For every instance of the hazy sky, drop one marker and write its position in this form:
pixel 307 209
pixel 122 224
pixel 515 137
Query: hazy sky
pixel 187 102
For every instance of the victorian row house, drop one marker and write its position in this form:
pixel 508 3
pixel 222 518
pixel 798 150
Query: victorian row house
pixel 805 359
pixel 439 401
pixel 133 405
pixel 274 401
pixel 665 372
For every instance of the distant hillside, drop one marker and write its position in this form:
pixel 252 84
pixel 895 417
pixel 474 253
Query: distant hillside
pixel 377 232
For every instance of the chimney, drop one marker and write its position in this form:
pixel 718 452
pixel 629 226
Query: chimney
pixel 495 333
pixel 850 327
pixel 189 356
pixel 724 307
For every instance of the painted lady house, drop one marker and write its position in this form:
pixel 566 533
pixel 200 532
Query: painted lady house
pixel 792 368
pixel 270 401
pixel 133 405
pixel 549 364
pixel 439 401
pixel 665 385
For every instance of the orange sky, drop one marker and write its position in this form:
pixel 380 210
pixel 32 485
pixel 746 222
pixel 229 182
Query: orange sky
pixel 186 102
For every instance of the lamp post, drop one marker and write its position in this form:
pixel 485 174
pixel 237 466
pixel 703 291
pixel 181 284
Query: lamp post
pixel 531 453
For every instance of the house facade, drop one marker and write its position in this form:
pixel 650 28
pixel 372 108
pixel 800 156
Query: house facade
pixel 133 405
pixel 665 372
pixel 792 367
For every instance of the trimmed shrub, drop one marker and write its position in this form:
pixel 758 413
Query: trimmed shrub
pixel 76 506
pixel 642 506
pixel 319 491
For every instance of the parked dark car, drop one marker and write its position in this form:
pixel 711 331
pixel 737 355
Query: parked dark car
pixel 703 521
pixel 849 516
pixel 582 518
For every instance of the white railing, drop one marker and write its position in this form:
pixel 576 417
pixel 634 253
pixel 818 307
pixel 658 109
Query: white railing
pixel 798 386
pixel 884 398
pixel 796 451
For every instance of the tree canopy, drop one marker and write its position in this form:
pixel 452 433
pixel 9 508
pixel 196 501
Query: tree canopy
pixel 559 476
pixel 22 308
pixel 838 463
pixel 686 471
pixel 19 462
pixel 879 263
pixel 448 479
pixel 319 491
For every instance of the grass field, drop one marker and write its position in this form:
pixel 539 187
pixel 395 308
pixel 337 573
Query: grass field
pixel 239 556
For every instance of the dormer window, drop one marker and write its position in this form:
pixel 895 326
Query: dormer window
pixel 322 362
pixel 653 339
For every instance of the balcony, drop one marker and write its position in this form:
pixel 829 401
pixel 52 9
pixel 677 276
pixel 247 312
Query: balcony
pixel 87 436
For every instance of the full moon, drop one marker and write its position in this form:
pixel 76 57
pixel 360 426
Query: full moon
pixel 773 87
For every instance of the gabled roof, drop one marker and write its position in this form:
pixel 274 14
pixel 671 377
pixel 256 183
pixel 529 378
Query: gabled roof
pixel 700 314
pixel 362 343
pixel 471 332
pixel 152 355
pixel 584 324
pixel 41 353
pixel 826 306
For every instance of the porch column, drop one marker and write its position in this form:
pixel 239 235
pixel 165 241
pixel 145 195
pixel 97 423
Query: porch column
■ ■ ■
Exercise brief - Your answer should be one number: how many lines above contain "column".

Response to the task - 2